PROBLEM DETAILS:
Pull out every line of the data below that contains the string "mask", copying each one in full. Case counts.
══ EXTRACTED ENTRIES ══
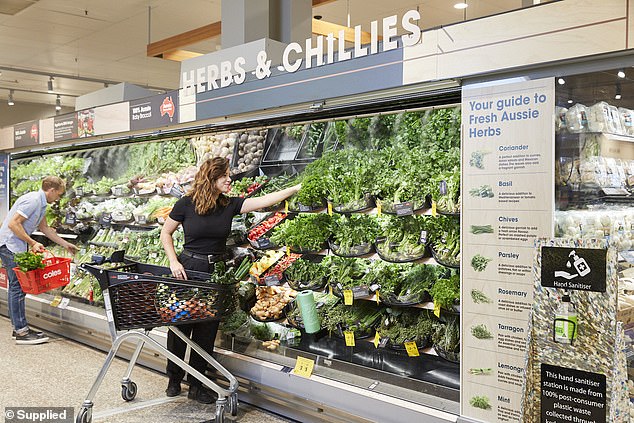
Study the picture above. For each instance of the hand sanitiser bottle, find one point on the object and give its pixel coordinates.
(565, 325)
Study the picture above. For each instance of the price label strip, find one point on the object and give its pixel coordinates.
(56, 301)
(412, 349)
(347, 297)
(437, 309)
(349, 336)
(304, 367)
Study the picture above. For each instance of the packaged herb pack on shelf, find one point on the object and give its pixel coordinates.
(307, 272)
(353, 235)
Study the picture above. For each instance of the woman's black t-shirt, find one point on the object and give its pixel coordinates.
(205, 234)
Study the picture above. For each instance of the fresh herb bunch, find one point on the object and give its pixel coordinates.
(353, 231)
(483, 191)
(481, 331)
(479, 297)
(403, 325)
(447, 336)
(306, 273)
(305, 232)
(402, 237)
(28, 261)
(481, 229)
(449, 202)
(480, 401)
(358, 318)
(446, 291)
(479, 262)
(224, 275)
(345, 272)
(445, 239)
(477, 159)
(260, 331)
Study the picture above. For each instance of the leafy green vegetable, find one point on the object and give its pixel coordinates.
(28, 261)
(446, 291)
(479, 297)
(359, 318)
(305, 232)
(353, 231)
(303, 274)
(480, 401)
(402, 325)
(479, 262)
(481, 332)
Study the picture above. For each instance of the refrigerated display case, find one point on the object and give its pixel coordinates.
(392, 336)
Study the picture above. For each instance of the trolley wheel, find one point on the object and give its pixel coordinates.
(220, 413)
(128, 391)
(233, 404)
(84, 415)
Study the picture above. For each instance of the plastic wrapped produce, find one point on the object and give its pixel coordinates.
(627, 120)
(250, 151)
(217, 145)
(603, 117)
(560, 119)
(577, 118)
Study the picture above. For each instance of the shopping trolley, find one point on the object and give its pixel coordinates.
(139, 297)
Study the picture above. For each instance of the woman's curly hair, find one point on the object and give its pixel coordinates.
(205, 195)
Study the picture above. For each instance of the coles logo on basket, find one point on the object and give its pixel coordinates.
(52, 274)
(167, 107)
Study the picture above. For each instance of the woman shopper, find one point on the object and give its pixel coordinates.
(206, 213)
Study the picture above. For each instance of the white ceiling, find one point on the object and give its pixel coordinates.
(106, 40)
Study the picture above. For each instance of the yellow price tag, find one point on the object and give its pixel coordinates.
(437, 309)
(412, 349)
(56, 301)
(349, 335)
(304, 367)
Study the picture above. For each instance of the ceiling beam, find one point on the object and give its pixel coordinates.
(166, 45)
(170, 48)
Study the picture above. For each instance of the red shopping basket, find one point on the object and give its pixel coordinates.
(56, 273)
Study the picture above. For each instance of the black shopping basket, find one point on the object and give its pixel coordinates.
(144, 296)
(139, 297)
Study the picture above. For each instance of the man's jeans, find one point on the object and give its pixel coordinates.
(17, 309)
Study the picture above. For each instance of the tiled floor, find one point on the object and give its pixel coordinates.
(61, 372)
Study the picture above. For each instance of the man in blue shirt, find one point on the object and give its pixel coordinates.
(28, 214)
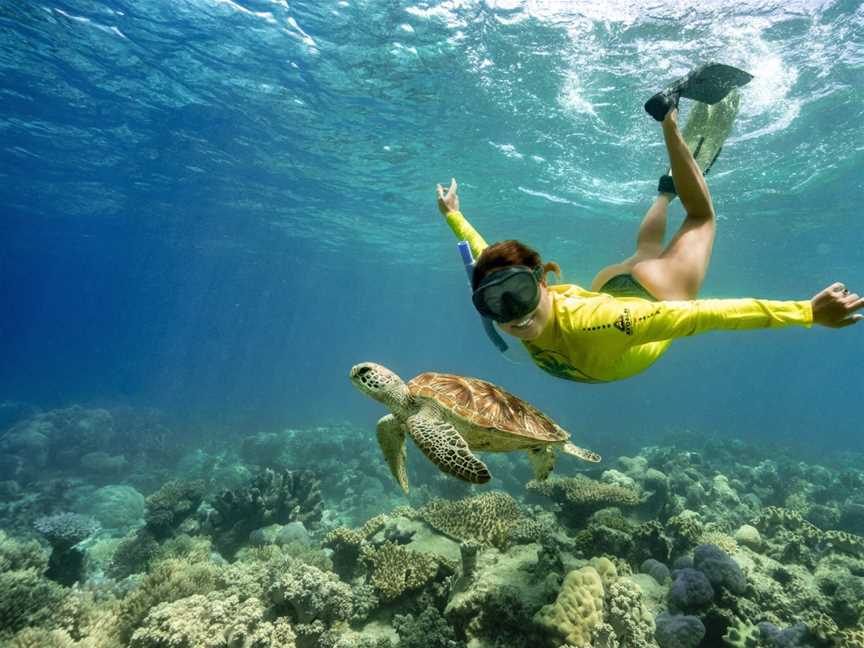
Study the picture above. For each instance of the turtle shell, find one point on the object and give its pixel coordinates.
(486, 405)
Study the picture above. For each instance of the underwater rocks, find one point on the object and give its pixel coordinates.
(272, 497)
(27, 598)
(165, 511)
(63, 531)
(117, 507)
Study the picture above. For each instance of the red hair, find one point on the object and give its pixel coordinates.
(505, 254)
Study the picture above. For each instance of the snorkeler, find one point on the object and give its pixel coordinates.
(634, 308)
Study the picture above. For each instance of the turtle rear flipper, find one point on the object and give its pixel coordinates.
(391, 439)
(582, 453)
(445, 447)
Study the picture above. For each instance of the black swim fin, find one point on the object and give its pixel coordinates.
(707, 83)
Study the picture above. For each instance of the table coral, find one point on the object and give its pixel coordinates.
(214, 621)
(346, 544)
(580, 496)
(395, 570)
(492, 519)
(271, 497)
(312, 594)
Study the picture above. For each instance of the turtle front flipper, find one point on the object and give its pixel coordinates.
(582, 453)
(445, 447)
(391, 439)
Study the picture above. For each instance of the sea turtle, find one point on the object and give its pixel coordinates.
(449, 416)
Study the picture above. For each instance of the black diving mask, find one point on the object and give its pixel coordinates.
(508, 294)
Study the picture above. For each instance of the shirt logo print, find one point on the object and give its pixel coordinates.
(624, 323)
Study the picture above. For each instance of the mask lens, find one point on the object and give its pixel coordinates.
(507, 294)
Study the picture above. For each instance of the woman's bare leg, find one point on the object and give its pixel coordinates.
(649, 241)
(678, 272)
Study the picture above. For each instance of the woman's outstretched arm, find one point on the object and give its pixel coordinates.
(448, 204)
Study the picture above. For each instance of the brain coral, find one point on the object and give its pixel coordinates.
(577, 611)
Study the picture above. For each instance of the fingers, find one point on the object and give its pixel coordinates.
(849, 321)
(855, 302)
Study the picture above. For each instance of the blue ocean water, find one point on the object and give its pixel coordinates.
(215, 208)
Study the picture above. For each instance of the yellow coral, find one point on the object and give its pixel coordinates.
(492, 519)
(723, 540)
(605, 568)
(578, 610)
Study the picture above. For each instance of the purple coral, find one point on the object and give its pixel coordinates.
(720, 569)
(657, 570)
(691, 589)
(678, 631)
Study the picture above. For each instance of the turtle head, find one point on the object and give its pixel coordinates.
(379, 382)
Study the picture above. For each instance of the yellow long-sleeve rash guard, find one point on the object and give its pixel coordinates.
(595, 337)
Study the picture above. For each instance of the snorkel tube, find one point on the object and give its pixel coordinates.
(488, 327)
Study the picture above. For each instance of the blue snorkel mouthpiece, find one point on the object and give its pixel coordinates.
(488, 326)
═══
══ EXTRACTED ENTRIES ══
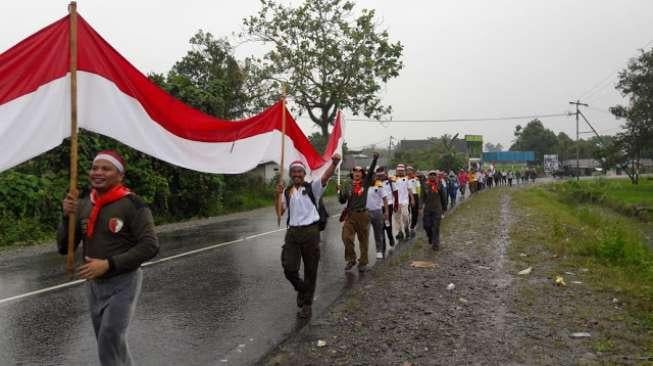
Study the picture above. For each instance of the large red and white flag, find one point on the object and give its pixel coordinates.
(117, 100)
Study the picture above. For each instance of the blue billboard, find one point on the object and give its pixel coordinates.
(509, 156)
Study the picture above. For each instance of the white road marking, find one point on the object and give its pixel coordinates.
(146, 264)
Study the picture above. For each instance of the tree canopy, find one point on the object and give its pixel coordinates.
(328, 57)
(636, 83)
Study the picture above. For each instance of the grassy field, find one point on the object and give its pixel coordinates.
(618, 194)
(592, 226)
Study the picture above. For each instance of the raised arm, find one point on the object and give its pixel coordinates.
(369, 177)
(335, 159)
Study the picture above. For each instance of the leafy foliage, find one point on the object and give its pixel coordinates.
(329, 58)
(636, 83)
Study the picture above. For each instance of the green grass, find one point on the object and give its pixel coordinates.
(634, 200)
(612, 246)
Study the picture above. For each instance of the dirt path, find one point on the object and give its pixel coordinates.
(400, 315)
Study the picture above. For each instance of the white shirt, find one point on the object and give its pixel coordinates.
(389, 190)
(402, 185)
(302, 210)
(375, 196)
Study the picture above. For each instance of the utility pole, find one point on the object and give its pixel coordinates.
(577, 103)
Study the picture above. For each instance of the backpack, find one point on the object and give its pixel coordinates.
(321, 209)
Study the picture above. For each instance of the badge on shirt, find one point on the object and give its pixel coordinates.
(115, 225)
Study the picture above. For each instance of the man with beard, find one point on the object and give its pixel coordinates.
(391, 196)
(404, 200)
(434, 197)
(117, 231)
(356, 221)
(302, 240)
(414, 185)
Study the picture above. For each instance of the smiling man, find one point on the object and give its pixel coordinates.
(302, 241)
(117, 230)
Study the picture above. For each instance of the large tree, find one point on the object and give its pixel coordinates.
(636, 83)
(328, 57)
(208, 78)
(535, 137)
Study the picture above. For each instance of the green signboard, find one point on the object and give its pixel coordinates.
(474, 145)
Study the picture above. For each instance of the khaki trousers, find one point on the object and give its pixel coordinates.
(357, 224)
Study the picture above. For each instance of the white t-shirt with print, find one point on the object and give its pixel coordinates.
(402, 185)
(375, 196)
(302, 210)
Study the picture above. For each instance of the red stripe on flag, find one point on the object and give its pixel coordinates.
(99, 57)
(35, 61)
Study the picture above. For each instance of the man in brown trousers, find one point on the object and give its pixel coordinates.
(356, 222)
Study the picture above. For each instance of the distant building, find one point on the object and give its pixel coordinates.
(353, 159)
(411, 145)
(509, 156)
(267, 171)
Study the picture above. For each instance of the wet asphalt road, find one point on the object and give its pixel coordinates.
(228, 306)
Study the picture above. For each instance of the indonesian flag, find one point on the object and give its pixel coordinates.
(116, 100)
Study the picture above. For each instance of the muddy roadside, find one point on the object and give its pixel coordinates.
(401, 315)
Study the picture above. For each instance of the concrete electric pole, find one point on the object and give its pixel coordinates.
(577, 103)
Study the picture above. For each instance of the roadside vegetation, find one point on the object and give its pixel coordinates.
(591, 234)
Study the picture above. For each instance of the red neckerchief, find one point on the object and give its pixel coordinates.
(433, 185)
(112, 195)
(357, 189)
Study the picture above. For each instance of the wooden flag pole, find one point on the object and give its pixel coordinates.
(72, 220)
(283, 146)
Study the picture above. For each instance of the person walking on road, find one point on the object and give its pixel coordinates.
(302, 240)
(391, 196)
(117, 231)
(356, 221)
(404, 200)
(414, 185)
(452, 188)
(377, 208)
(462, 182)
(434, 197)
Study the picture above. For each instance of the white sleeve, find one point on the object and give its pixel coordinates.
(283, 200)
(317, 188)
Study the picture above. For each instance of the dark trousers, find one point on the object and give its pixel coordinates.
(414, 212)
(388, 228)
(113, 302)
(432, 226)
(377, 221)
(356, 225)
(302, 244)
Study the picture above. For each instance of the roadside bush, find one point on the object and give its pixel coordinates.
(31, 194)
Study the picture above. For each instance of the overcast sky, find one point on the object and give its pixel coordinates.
═══
══ EXTRACTED ENTRIES ══
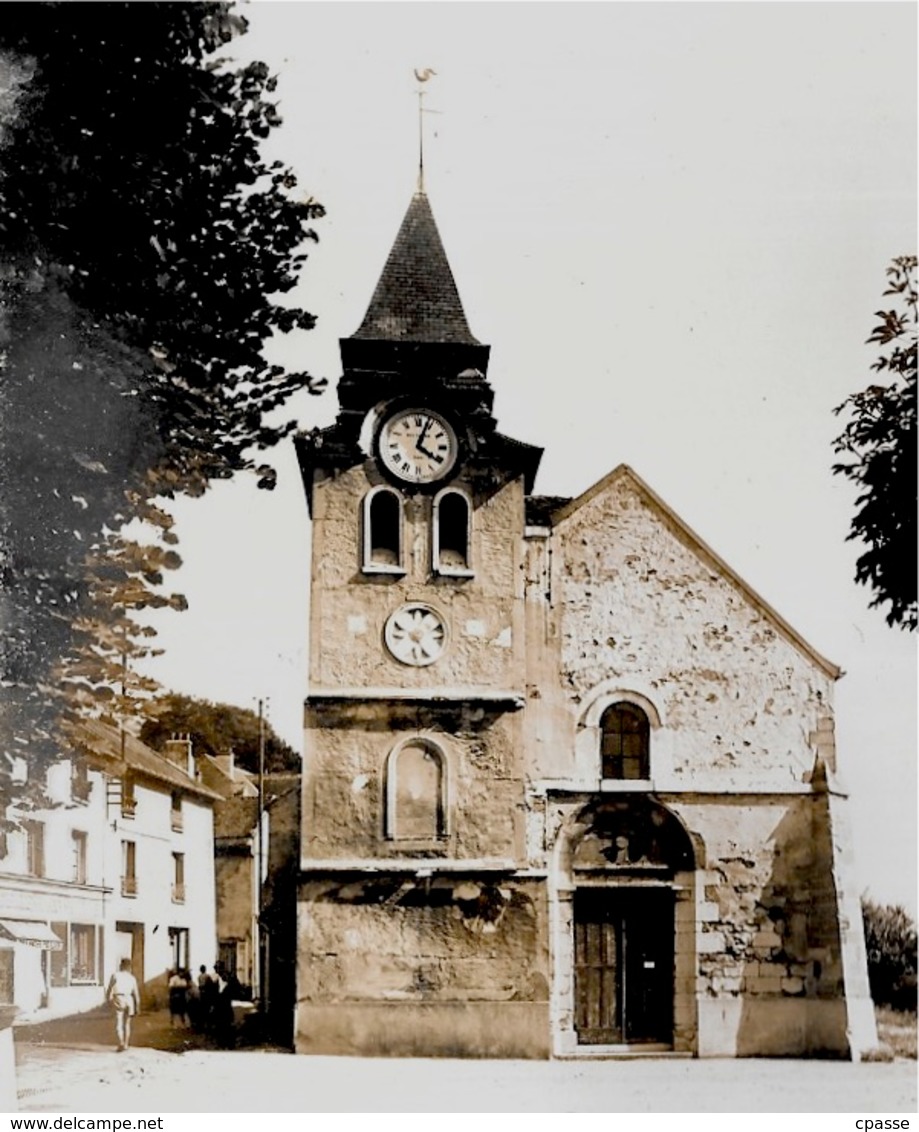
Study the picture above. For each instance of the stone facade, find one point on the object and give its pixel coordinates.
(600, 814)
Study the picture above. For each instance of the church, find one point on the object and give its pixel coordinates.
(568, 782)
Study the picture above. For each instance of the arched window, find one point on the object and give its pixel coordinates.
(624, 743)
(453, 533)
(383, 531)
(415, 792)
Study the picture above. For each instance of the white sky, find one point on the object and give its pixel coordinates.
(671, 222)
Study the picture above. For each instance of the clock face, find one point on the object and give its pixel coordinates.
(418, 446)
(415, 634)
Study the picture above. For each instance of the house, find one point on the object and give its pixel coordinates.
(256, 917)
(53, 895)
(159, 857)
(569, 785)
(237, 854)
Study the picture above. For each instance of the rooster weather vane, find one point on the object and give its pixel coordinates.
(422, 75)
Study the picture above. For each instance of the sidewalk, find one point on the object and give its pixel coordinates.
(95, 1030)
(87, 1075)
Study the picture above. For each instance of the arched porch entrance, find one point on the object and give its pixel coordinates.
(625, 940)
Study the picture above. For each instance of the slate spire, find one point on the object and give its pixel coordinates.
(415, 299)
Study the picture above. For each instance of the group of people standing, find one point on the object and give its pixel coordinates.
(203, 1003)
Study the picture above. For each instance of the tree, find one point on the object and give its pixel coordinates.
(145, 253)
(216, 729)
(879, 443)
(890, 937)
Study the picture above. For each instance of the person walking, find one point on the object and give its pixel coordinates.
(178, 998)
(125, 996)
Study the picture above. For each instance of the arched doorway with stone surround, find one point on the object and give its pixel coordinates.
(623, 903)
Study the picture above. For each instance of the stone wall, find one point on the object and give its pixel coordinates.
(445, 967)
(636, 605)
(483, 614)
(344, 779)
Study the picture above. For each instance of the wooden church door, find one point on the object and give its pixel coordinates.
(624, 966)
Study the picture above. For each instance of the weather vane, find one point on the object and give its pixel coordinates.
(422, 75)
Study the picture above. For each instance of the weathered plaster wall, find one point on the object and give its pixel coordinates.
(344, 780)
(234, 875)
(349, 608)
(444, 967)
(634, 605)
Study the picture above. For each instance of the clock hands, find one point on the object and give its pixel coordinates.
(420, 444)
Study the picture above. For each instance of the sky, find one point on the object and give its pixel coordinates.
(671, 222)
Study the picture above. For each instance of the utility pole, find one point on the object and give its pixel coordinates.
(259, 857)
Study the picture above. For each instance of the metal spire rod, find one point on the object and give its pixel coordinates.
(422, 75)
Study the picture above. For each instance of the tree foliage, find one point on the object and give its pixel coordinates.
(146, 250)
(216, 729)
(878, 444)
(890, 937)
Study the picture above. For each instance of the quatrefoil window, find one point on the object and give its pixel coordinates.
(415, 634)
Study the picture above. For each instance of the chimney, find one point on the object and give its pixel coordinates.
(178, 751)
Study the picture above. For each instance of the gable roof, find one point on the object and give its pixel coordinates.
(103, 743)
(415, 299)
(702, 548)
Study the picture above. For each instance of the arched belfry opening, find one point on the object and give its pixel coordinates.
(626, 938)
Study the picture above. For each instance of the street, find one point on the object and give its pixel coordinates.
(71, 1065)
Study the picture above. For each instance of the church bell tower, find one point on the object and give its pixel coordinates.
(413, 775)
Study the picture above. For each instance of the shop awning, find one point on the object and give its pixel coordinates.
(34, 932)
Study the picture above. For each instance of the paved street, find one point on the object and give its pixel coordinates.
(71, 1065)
═══
IN RESPONSE:
Study the picture above. For each instance of the black diving mask, find one point on the object and give its pixel coordinates.
Study the picture above. For each instance of the mask lens, find one point on the object and give its pixel coordinates.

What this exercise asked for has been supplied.